■ Problems to work on
**1.** In the medication disposal article, which company did Sherry Day team up with to create the Drug Buster medical disposal system?
**2.** For each statement below, say whether it agrees with the medication disposal article, answering yes or no and quoting the deciding words of the article: (a) Day has more than 20 years of experience as a nurse. (b) The Drug Buster system was made for converting hazardous medications. (c) Kitty litter is one of the materials long-term care nurses use to destroy expired or unused medications.
**3.** Extend the medication disposal article past its last sentence.

■ Exercise text
+++++
Latest medication disposal system is created by nurse

Firsthand drug disposal experiences led to the product’s creation.
Firsthand drug disposal experiences led to the product’s creation.

Kitty litter and coffee grounds are among the undesirable materials many long-term care nurses employ to destroy expired or unused medications. Nurse Sherry Day said she knew there had to be a better way. 

She teamed up with Medline to create the Drug Buster® medical disposal system to address the challenges of converting non-hazardous medications. Day, a nurse with more than 20 years of experience, began experimenting with a prototype in 2006, and the first Drug Buster products went on the market three years later. 

“From my personal experience, there's a lack of safe and time-efficient options for clinicians. I wanted to create a product that would help alleviate common pain points associated with disposing of unused or expired medications,” she said. “With Medline's expertise in the long-term care market, I'm confident we'll be able to reach a large audience of nurses.”
+++++
■ Entries shown
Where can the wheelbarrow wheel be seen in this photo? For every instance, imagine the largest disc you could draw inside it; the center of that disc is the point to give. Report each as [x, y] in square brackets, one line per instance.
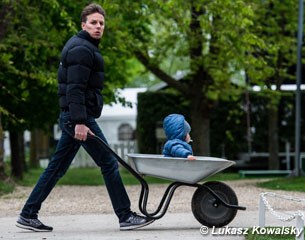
[208, 210]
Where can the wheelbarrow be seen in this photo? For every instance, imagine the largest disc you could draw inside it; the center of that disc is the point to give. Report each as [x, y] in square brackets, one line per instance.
[213, 203]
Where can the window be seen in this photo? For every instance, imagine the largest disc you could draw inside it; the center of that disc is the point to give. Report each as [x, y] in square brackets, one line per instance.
[126, 132]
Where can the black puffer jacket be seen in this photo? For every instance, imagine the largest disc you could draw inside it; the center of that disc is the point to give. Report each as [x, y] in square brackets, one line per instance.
[80, 77]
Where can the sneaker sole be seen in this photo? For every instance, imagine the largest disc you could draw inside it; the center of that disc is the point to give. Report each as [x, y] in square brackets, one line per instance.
[135, 226]
[31, 228]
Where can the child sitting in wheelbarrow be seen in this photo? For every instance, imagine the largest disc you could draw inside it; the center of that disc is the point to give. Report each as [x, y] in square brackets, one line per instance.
[177, 131]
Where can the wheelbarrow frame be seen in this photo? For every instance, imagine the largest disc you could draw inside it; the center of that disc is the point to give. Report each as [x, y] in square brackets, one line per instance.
[168, 194]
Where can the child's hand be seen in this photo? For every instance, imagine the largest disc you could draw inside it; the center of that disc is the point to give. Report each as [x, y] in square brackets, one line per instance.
[191, 157]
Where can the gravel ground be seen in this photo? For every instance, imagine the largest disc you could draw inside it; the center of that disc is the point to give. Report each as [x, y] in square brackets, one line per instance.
[75, 200]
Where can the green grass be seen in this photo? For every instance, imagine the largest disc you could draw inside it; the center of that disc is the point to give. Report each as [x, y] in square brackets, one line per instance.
[288, 184]
[254, 235]
[6, 186]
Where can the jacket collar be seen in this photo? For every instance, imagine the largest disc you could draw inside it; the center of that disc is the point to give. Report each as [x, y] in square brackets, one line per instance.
[85, 35]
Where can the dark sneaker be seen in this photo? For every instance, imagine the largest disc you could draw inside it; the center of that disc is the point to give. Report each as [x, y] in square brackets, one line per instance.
[32, 224]
[135, 221]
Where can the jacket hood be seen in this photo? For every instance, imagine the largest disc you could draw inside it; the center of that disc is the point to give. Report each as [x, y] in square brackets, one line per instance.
[176, 127]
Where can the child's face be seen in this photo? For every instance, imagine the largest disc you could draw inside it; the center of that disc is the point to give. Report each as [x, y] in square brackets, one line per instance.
[188, 138]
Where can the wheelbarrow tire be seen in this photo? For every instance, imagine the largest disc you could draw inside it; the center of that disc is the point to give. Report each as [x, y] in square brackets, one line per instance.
[208, 210]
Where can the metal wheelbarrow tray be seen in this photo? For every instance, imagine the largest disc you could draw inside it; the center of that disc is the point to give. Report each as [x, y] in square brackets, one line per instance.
[214, 204]
[177, 169]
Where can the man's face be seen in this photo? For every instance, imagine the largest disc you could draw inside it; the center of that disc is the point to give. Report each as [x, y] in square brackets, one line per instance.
[94, 25]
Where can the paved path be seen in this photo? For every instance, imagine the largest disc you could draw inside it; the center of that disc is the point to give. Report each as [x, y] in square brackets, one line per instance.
[180, 226]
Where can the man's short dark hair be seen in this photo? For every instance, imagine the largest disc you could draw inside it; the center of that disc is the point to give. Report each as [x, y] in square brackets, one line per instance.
[90, 9]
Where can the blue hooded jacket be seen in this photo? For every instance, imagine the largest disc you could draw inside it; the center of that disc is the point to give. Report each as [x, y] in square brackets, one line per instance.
[176, 129]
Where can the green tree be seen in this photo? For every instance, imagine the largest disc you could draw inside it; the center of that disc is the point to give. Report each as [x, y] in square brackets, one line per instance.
[213, 40]
[276, 23]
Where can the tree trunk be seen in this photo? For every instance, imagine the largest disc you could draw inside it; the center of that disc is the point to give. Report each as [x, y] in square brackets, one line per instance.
[200, 121]
[2, 168]
[273, 139]
[17, 154]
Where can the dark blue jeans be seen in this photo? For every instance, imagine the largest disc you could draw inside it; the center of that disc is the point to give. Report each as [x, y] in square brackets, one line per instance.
[66, 150]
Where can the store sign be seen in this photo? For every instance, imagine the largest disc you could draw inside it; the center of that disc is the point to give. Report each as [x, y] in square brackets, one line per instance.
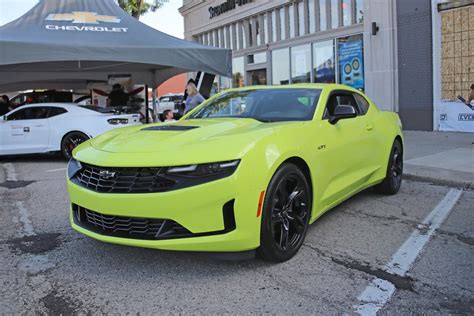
[351, 62]
[226, 6]
[455, 116]
[83, 17]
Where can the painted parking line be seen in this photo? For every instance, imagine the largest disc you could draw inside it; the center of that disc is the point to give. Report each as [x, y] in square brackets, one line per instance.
[379, 292]
[55, 170]
[10, 170]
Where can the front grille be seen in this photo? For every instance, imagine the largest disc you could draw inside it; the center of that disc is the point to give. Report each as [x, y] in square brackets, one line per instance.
[128, 227]
[123, 180]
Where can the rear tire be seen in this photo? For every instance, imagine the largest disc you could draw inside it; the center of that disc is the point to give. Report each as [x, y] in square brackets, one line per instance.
[71, 141]
[285, 216]
[393, 179]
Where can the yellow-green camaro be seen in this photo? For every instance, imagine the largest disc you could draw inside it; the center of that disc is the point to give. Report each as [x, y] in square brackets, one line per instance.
[247, 169]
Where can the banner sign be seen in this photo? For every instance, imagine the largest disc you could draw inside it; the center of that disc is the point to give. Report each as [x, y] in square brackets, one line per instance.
[351, 62]
[455, 117]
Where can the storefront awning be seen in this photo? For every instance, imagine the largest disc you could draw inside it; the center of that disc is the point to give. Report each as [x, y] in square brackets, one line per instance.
[88, 40]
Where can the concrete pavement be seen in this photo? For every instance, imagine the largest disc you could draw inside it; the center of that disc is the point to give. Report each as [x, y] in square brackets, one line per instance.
[47, 268]
[440, 157]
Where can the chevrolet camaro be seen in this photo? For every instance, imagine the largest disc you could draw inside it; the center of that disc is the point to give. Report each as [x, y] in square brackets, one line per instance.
[248, 169]
[46, 127]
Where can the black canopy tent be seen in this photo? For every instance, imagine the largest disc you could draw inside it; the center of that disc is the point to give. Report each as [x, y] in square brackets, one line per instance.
[68, 43]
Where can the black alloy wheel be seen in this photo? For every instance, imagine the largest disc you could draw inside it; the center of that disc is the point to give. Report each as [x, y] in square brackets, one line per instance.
[393, 179]
[71, 141]
[285, 216]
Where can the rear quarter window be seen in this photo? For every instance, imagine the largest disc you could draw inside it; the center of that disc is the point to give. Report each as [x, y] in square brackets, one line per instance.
[55, 111]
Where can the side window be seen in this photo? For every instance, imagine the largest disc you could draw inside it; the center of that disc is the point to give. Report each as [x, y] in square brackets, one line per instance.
[362, 103]
[18, 115]
[34, 113]
[54, 111]
[339, 99]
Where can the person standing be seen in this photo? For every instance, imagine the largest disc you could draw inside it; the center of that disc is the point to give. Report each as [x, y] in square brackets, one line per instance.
[4, 105]
[168, 116]
[118, 97]
[194, 97]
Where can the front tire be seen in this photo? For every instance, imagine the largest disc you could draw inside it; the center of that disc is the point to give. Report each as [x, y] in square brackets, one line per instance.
[285, 216]
[393, 179]
[71, 141]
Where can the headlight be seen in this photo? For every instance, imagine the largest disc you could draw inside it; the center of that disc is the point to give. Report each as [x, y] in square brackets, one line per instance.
[73, 167]
[210, 171]
[117, 121]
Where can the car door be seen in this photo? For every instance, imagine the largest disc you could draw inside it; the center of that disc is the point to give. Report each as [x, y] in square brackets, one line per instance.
[25, 131]
[342, 151]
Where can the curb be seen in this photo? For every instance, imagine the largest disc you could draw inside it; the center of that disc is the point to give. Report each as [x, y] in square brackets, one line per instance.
[465, 185]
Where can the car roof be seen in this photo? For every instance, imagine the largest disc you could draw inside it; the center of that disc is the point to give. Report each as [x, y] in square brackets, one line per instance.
[70, 107]
[322, 86]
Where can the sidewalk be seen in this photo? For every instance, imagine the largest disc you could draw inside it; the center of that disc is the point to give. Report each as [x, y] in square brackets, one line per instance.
[440, 157]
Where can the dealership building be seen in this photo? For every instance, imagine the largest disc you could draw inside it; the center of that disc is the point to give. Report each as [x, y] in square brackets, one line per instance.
[407, 55]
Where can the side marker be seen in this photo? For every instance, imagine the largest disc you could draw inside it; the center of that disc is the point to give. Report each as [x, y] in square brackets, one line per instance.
[260, 204]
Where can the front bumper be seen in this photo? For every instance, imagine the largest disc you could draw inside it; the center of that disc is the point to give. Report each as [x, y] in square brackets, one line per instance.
[199, 209]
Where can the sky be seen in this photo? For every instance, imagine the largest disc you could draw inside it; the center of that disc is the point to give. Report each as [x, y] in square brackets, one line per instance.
[167, 19]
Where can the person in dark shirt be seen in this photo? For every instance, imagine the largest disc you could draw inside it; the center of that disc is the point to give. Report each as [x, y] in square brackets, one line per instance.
[4, 105]
[118, 97]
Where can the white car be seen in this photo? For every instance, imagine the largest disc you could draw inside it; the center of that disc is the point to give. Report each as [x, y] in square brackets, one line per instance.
[45, 127]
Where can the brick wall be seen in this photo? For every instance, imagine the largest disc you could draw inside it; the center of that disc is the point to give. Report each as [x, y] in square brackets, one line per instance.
[415, 67]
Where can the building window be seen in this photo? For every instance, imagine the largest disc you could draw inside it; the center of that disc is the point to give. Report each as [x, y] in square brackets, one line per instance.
[282, 23]
[274, 26]
[324, 62]
[346, 12]
[281, 66]
[322, 15]
[311, 16]
[301, 19]
[216, 38]
[457, 52]
[238, 68]
[301, 64]
[359, 11]
[351, 61]
[265, 29]
[224, 33]
[334, 14]
[232, 36]
[238, 35]
[258, 58]
[291, 20]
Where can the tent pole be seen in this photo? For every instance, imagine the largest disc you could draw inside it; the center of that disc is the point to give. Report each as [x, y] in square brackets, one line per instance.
[147, 115]
[155, 89]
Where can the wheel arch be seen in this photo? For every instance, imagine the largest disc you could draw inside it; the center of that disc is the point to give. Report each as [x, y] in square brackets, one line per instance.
[303, 166]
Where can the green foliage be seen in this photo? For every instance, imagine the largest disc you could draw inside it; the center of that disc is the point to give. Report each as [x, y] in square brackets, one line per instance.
[137, 8]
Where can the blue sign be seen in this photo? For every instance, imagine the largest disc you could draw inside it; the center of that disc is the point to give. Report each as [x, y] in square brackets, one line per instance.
[351, 62]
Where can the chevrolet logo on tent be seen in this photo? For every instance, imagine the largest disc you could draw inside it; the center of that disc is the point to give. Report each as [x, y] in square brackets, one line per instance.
[82, 17]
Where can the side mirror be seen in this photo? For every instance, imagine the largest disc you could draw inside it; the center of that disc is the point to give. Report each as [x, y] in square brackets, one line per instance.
[342, 112]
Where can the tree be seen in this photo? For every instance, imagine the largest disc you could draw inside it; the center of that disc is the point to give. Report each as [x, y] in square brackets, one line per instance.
[137, 8]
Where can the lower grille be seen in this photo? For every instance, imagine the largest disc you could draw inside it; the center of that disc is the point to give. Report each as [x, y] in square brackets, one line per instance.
[128, 227]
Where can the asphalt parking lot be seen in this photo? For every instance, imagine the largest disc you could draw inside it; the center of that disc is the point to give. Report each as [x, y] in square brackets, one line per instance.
[46, 267]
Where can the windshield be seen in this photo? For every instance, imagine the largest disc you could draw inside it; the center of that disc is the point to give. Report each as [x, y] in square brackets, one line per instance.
[266, 105]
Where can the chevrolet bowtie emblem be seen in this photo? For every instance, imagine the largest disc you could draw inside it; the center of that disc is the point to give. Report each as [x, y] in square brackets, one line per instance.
[82, 17]
[106, 175]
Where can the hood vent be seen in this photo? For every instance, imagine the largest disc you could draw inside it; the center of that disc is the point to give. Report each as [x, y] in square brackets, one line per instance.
[169, 128]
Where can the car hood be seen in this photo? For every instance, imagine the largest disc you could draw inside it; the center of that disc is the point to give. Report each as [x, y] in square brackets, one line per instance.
[181, 142]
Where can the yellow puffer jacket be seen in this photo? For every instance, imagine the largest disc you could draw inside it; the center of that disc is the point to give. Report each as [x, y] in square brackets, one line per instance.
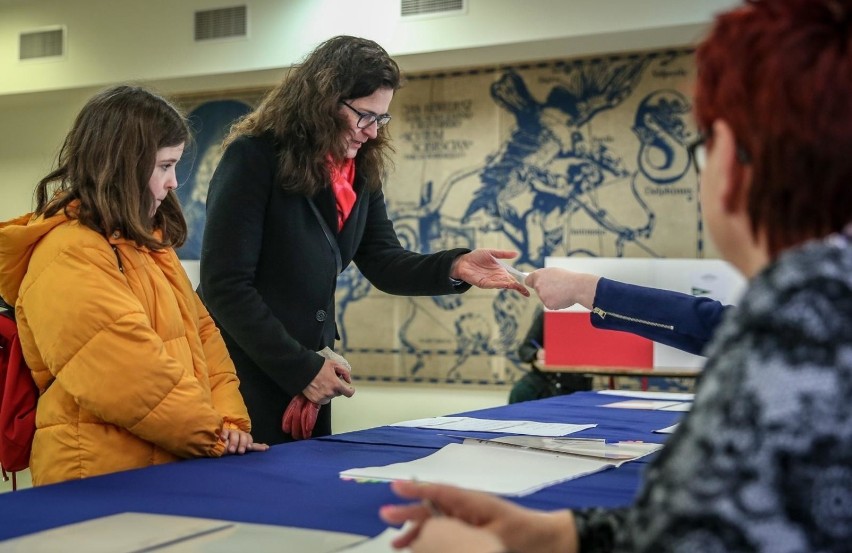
[131, 368]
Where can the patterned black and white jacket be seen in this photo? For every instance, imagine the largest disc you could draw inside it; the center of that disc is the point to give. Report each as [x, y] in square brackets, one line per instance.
[763, 462]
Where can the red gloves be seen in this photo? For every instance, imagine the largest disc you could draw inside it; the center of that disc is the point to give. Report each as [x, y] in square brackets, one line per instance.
[300, 417]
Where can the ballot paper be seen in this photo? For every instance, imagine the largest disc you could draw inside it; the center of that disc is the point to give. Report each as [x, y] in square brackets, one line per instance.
[506, 468]
[650, 405]
[470, 424]
[132, 533]
[666, 430]
[520, 276]
[645, 394]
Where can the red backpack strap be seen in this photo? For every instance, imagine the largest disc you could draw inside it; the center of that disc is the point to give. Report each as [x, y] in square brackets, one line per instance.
[18, 399]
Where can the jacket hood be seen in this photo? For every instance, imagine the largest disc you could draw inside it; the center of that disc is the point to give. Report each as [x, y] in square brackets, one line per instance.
[18, 239]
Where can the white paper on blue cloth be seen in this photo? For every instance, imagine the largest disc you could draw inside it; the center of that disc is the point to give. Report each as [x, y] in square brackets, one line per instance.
[504, 471]
[469, 424]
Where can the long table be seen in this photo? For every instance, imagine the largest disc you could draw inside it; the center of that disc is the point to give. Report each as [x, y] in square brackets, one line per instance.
[297, 484]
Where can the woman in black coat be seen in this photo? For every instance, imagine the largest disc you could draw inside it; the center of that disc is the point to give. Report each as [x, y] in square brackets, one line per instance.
[296, 197]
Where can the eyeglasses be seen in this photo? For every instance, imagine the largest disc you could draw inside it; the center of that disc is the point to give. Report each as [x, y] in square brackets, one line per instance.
[698, 153]
[366, 119]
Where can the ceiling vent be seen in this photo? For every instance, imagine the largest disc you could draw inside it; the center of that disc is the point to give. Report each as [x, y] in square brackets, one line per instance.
[42, 43]
[220, 23]
[432, 8]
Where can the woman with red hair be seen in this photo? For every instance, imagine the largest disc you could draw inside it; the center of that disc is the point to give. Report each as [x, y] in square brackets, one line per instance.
[763, 462]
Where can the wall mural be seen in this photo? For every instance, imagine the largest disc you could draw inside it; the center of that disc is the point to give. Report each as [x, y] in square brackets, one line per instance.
[584, 157]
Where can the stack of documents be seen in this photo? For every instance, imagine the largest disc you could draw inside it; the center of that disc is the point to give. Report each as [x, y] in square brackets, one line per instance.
[511, 466]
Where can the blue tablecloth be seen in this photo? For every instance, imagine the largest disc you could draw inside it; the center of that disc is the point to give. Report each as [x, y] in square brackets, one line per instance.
[297, 484]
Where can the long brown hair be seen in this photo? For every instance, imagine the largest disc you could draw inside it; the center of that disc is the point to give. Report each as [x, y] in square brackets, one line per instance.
[106, 162]
[303, 113]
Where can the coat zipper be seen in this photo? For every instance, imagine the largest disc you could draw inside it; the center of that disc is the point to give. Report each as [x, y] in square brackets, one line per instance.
[602, 314]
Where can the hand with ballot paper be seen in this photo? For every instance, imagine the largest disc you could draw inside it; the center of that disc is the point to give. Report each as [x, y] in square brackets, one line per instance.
[300, 417]
[482, 268]
[449, 519]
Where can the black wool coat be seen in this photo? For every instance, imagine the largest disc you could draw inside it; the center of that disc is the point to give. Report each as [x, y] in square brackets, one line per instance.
[269, 273]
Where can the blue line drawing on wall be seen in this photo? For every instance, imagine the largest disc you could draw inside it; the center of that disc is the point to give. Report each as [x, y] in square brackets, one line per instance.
[548, 173]
[210, 122]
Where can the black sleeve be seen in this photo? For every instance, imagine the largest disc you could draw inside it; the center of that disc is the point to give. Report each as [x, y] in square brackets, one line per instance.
[395, 270]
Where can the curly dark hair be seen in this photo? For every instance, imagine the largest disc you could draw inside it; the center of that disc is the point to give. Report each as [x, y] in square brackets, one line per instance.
[303, 113]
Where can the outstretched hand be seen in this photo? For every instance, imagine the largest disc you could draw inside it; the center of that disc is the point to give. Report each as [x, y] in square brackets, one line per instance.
[518, 528]
[559, 288]
[480, 268]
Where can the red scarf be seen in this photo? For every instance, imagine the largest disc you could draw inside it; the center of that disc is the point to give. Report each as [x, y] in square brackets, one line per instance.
[342, 177]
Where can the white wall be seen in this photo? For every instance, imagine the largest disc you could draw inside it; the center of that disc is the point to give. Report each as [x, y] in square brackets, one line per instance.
[150, 41]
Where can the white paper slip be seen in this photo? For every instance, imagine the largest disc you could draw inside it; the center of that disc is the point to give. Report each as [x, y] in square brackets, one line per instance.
[520, 276]
[642, 404]
[121, 533]
[666, 430]
[685, 406]
[137, 532]
[642, 394]
[617, 453]
[501, 470]
[378, 544]
[470, 424]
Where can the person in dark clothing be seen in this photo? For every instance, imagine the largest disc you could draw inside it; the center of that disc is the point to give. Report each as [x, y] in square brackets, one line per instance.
[296, 197]
[761, 461]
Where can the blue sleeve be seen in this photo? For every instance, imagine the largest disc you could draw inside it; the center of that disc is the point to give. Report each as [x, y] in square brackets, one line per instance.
[678, 320]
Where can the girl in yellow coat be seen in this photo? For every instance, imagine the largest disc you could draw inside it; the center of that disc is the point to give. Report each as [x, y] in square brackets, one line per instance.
[131, 369]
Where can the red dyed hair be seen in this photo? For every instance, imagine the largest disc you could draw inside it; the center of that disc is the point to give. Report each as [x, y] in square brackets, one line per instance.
[779, 72]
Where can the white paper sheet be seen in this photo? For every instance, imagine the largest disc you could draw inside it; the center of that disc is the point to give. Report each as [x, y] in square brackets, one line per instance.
[685, 406]
[666, 430]
[136, 532]
[469, 424]
[642, 394]
[642, 404]
[504, 471]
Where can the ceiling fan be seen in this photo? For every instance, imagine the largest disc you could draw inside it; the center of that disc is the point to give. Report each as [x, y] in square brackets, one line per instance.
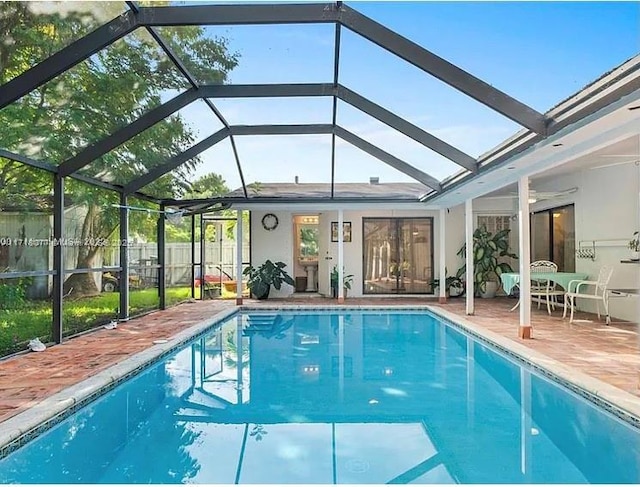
[535, 196]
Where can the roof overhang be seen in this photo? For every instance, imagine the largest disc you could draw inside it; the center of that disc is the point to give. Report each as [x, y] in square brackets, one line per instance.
[601, 114]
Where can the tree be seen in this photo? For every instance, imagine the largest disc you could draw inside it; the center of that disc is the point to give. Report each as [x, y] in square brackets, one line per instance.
[91, 101]
[208, 186]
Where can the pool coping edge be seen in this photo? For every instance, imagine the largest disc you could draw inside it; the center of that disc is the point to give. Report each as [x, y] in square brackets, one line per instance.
[32, 420]
[22, 427]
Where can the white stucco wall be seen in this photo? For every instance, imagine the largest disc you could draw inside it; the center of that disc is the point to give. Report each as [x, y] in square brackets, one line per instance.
[606, 210]
[275, 245]
[278, 244]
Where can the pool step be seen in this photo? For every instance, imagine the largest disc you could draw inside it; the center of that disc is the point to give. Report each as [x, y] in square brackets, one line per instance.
[260, 322]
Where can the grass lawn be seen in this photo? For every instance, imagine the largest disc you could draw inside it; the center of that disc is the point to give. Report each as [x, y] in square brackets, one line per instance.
[19, 326]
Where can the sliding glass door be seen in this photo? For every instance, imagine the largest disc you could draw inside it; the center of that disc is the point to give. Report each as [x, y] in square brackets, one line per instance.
[397, 255]
[553, 237]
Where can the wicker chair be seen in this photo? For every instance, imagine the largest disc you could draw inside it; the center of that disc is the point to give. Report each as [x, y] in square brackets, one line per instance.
[599, 293]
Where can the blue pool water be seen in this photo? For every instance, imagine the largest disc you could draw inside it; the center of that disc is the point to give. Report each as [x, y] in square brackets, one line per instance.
[361, 397]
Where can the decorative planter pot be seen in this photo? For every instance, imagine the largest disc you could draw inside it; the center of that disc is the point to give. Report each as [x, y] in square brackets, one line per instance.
[490, 288]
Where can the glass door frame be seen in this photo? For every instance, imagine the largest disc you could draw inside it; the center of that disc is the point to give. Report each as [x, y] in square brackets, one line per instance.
[398, 250]
[550, 212]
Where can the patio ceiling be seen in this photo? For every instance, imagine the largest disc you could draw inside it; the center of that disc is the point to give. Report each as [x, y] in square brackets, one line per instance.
[537, 128]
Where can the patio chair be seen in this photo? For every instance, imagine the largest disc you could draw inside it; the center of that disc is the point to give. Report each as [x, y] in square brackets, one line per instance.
[599, 293]
[544, 288]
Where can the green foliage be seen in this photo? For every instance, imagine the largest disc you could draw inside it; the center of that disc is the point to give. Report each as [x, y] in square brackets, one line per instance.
[487, 250]
[268, 274]
[347, 279]
[92, 100]
[33, 319]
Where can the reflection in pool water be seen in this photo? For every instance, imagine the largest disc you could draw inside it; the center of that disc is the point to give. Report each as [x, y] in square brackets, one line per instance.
[361, 397]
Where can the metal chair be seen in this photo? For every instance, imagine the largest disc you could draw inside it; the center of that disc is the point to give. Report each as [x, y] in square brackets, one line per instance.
[599, 294]
[544, 288]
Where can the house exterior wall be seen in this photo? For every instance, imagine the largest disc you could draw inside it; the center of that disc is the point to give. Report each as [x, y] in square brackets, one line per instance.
[278, 244]
[606, 211]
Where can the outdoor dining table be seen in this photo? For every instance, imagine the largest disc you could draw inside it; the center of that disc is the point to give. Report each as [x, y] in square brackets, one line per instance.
[562, 279]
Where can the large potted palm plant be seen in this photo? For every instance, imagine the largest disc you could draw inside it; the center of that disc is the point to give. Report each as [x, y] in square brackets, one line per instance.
[269, 274]
[488, 249]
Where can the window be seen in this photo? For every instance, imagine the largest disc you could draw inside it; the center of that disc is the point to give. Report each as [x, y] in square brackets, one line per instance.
[494, 223]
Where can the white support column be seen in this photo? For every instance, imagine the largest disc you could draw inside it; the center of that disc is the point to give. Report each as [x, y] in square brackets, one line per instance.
[442, 298]
[524, 330]
[340, 257]
[468, 228]
[239, 257]
[239, 353]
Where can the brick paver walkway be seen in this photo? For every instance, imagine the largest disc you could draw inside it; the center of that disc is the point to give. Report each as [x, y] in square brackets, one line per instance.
[609, 353]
+++++
■ Answer set
**1.** Medline

**2.**
(a) Yes: "Day, a nurse with more than 20 years of experience"
(b) No: "to address the challenges of converting non-hazardous medications"
(c) Yes: "Kitty litter and coffee grounds are among the undesirable materials many long-term care nurses employ to destroy expired or unused medications."

**3.**
The product is available in three sizes. It uses activated charcoal to neutralize the active chemicals in non-hazardous medications such as capsules, lozenges and narcotics, as well as transdermal patches. The 4-ounce bottle can hold up to 50 pills, while the 64-ounce bottle can hold up to 1,500. It works in about 16 minutes, and the final product can be thrown into the trash.

Medline said 95% of nurses surveyed said their facility had a drug disposal policy, but more than half said drug disposal is too time-intensive. Around 70% of long-term care nurses reported they disposed of unused or expired medications one to two times a week, and that mixing medication with kitty litter or coffee grounds was still a common drug disposal practice.